Coordinate labeling items

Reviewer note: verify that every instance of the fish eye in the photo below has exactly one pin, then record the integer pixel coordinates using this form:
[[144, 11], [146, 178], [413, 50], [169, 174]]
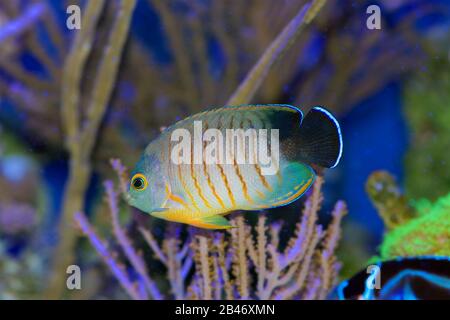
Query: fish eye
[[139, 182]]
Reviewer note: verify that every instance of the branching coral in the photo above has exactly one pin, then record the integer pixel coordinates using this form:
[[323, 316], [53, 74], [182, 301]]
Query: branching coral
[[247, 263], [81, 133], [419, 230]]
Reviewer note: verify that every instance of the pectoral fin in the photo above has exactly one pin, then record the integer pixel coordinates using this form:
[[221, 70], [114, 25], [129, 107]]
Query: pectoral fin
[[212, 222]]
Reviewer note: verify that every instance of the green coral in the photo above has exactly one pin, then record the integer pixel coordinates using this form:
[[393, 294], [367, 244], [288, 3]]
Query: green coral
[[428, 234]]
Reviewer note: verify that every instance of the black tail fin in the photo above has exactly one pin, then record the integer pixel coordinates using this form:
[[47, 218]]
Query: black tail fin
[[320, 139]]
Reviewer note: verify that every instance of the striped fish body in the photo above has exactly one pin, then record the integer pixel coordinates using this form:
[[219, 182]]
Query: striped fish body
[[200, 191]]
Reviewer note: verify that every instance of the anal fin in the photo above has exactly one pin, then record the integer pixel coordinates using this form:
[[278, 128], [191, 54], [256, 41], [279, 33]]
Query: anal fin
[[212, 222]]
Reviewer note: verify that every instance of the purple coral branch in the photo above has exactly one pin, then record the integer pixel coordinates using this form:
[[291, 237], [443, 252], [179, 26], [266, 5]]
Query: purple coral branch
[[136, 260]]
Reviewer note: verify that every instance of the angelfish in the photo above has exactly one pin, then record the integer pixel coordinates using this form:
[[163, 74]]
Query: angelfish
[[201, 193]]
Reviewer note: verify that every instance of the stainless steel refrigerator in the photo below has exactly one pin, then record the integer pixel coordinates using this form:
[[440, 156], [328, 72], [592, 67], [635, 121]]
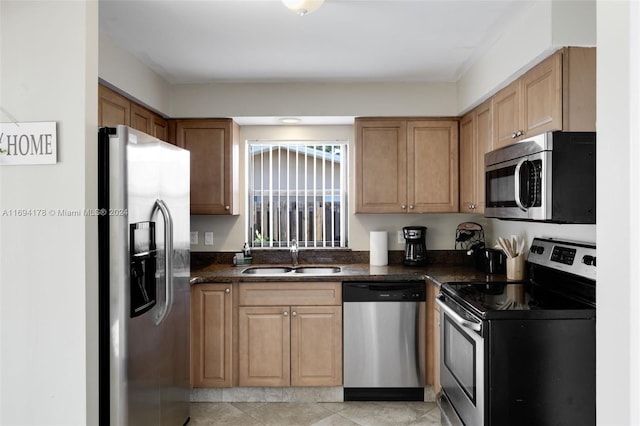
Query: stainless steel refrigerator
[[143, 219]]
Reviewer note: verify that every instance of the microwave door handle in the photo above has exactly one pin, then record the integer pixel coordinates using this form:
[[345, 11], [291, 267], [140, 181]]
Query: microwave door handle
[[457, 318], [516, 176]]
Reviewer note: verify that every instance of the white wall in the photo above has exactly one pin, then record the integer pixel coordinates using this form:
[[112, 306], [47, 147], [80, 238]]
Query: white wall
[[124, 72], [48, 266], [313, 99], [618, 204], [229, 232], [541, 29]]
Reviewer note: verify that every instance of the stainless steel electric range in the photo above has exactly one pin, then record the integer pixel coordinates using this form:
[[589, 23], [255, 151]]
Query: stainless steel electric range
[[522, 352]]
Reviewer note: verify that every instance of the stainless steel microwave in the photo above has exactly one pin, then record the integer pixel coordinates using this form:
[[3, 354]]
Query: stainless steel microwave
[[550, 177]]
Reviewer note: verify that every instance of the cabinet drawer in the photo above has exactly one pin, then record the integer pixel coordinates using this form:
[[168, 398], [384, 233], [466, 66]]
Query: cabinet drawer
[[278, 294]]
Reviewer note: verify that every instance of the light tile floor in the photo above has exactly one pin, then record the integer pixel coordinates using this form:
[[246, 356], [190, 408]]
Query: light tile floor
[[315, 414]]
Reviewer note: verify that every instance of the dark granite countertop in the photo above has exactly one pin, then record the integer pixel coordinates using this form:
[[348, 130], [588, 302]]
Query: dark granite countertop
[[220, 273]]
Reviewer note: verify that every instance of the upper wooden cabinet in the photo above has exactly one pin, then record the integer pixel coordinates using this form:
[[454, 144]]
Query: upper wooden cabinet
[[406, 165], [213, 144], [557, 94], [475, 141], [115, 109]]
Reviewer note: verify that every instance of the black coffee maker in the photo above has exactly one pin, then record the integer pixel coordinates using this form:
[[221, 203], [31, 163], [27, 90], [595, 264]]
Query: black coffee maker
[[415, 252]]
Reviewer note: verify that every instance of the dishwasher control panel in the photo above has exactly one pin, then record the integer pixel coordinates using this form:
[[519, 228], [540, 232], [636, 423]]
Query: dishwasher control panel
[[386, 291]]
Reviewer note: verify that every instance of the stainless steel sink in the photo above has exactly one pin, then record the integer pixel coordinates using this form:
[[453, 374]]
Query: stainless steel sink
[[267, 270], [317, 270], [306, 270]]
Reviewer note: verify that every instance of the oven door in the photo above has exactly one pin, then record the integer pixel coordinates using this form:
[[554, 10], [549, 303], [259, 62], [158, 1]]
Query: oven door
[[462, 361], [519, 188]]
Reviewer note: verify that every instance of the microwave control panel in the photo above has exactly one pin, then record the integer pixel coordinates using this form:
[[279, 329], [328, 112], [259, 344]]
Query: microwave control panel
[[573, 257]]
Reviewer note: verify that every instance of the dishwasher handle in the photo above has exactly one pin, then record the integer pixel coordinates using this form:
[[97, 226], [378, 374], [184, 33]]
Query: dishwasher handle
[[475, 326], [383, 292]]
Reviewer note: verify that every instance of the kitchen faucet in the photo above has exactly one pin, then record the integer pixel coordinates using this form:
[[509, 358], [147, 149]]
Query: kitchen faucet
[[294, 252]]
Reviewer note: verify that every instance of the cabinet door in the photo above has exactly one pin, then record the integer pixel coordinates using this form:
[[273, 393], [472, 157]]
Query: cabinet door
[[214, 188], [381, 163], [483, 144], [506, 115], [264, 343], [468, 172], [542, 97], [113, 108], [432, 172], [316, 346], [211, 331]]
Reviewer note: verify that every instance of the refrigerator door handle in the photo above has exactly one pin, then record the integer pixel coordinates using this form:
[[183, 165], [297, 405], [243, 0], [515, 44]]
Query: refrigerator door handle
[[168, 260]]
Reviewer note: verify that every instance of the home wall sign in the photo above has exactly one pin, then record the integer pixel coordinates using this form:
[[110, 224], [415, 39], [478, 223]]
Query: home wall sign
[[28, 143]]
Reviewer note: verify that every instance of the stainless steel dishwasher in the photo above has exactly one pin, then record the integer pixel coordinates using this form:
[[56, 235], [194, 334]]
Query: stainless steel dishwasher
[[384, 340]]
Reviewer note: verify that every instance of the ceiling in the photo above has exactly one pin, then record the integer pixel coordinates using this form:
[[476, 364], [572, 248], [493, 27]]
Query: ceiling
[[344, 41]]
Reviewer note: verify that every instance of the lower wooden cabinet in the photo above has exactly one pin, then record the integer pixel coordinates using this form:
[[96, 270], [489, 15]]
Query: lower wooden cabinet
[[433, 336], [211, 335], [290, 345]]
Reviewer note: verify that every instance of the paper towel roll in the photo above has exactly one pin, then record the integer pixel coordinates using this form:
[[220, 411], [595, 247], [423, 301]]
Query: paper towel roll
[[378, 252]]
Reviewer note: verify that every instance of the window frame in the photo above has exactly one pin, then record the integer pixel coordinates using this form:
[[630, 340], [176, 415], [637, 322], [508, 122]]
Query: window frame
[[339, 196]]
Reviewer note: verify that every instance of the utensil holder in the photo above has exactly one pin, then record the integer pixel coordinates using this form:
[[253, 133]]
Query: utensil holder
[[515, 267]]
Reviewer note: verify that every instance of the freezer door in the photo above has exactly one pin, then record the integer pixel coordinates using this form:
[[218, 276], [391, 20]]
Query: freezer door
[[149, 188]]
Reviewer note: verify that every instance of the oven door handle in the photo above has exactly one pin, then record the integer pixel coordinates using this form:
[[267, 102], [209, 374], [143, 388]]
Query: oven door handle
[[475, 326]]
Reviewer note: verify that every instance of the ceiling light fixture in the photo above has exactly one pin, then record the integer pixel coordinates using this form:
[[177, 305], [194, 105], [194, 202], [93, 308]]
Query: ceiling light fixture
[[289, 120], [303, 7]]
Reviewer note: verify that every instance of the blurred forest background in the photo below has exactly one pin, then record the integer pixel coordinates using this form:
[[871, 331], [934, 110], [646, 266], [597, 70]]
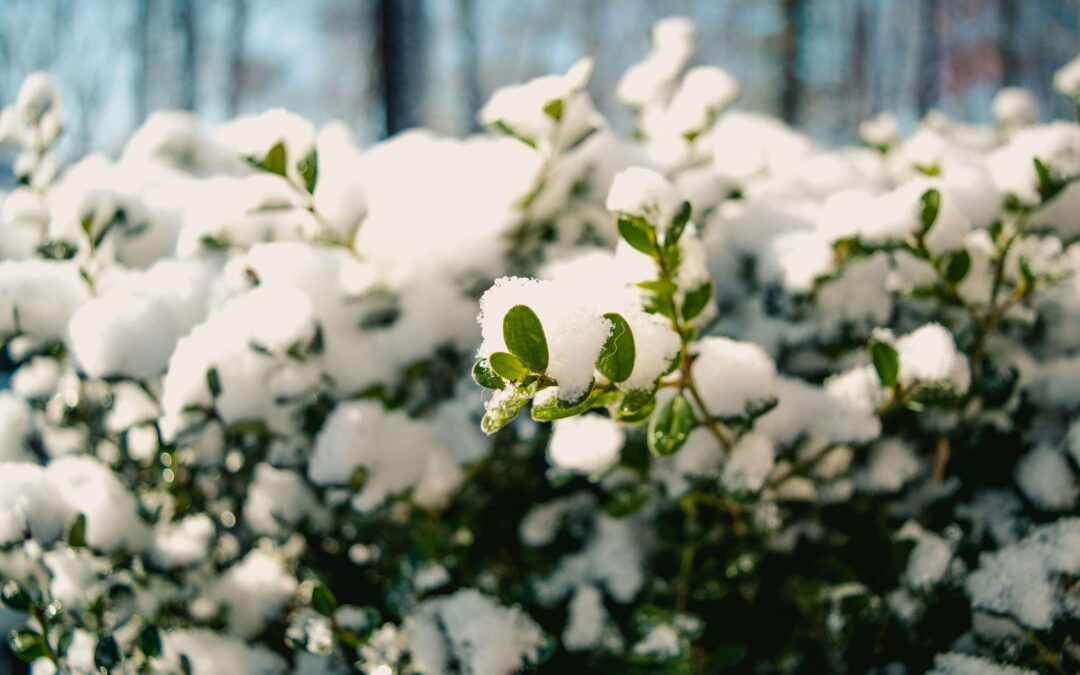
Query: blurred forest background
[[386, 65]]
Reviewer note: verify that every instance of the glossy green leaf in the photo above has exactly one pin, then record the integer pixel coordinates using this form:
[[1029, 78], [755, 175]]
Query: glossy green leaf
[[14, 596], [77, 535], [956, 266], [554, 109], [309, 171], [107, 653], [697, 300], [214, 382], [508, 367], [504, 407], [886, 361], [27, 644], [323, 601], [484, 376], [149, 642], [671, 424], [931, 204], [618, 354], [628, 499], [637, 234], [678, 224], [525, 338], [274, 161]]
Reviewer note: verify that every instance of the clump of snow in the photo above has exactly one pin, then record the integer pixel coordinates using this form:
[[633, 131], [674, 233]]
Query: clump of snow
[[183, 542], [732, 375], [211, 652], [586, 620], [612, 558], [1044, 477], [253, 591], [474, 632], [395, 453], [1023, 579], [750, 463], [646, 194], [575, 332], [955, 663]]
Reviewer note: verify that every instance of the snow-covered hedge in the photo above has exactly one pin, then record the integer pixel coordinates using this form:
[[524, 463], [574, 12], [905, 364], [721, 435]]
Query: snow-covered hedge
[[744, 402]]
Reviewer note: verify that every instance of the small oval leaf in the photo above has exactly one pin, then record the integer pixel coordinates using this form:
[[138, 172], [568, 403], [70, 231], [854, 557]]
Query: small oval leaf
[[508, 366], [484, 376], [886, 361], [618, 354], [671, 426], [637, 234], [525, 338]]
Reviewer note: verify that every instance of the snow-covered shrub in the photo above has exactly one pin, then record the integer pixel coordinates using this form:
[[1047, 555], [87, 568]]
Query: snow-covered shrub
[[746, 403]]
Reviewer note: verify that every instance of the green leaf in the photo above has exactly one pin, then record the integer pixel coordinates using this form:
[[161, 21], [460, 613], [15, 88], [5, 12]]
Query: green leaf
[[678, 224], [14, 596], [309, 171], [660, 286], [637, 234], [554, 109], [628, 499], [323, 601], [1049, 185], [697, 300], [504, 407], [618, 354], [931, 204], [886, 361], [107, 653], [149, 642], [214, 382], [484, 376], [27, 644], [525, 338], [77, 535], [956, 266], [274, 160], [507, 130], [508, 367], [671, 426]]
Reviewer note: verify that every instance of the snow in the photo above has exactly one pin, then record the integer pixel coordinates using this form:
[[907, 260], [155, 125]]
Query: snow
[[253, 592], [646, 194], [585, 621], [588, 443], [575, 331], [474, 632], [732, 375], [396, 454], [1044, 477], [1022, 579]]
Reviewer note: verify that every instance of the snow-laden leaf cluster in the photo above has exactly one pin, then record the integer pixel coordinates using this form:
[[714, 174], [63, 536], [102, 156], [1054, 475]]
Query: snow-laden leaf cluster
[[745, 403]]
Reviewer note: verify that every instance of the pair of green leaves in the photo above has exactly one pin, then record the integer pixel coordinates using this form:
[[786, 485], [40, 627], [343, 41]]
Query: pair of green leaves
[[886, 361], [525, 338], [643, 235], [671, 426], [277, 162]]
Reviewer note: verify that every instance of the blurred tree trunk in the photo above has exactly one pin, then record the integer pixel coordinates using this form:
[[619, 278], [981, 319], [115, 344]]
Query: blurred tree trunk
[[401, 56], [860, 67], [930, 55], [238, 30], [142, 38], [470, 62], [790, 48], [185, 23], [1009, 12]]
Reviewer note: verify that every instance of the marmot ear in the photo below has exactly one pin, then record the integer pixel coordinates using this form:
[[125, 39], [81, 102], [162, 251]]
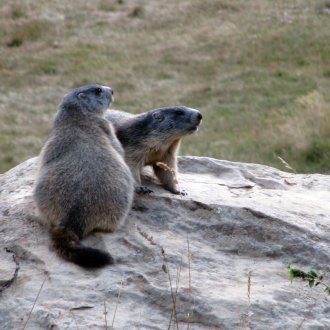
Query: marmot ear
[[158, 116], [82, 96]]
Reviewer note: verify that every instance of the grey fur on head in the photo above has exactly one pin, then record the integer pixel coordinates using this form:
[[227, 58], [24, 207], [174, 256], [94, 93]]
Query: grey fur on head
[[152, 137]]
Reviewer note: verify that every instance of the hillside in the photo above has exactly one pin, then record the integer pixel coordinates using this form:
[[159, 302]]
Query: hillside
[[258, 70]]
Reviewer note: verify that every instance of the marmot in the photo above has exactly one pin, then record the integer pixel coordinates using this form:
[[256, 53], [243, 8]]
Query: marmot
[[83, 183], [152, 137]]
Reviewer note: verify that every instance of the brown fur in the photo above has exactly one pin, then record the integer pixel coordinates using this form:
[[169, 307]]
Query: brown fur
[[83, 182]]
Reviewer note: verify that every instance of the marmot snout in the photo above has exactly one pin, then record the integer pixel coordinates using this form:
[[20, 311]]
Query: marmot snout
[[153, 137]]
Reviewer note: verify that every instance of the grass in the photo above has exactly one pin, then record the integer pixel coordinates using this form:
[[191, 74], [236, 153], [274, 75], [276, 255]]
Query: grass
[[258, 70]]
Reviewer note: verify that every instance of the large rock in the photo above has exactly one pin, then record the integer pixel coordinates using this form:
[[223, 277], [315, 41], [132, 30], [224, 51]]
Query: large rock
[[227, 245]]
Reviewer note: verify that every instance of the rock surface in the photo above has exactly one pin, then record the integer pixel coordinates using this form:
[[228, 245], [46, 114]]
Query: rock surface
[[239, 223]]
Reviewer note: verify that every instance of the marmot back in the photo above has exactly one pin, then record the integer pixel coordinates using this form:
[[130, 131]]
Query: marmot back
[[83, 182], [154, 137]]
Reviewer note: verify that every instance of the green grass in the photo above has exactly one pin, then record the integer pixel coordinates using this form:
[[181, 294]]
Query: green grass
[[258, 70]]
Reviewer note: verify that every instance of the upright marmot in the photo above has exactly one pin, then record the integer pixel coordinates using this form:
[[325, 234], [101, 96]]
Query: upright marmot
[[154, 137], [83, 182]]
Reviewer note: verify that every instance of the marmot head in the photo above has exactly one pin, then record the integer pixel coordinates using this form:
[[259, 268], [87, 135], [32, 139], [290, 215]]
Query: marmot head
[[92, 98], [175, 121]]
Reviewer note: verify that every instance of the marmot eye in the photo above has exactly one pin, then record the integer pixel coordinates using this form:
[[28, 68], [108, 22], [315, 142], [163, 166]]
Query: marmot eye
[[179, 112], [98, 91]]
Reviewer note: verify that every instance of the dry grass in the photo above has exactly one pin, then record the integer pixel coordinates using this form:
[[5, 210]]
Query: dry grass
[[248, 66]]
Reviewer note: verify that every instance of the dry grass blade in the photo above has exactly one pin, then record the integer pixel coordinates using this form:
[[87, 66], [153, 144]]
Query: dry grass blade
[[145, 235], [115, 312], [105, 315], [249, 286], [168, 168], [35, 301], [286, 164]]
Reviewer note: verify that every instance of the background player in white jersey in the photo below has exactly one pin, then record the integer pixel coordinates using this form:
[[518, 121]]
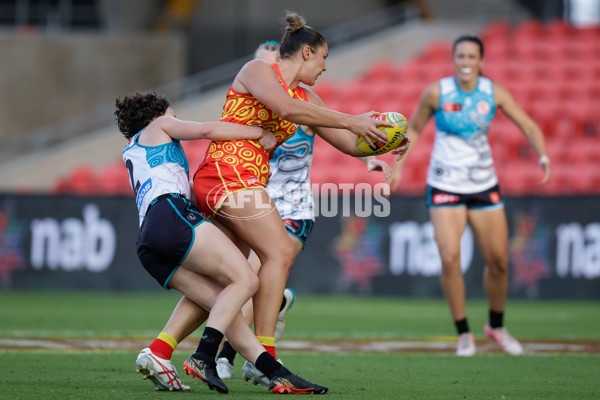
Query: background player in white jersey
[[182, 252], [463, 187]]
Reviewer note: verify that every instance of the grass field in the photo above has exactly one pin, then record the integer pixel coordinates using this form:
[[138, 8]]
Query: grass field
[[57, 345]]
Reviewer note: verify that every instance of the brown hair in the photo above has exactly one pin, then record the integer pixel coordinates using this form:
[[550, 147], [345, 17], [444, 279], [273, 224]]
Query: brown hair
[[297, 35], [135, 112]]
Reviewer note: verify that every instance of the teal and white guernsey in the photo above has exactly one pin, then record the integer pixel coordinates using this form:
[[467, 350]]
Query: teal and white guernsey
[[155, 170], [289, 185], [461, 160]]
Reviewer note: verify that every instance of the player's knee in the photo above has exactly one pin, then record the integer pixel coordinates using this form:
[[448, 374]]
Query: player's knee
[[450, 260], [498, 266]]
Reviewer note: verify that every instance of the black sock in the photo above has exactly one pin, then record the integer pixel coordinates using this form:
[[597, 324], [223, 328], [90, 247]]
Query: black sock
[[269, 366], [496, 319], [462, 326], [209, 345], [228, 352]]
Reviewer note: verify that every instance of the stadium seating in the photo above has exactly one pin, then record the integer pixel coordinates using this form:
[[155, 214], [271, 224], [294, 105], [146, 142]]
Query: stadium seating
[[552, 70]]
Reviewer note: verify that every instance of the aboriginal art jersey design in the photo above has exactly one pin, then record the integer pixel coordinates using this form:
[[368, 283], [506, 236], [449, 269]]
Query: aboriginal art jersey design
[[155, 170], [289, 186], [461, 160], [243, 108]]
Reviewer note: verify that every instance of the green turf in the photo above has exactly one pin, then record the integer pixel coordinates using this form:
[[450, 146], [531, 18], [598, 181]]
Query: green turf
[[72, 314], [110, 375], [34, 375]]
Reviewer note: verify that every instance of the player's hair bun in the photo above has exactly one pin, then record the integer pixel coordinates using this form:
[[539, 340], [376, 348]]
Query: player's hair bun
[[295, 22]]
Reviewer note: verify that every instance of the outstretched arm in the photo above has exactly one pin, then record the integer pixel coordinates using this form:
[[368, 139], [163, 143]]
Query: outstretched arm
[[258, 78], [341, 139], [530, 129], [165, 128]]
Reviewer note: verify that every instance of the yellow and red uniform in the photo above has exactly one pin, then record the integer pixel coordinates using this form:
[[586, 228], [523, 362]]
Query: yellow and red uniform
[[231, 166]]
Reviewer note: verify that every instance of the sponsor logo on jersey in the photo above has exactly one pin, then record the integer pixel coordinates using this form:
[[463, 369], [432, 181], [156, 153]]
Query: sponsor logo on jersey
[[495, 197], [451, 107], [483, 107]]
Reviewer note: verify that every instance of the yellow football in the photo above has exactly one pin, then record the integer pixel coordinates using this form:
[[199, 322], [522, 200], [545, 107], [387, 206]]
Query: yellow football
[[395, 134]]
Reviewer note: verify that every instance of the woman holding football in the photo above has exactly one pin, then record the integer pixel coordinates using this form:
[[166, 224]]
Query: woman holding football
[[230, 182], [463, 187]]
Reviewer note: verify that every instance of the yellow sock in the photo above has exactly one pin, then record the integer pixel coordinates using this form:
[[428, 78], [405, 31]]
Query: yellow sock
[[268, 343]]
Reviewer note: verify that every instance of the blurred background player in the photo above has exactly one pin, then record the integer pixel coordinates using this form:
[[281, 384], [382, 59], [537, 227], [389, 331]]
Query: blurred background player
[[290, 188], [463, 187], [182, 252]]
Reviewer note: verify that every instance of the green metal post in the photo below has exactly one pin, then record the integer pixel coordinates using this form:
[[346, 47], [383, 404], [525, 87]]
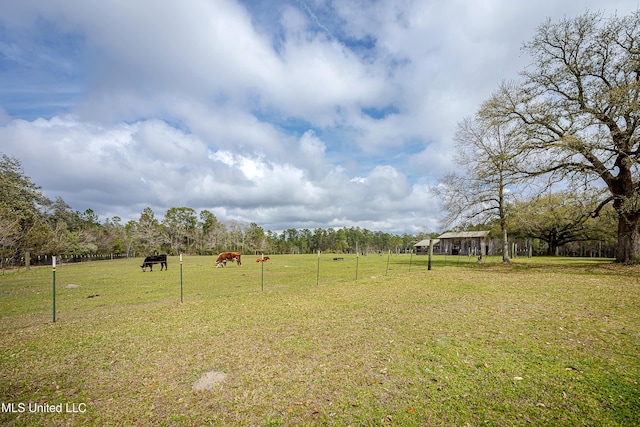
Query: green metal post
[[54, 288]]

Goal
Copy the items word for word, beginning at the line with "Reviewer note: verify that every instance of the stadium" and continuing through the line with "[[552, 70]]", including both of those lines.

Expected output
Reviewer note: verify that every instance of the stadium seating in the photo above has exactly one pin, then record the integer pixel coordinates using this form:
[[155, 214], [271, 224], [294, 105], [146, 142]]
Query: stadium seating
[[552, 70]]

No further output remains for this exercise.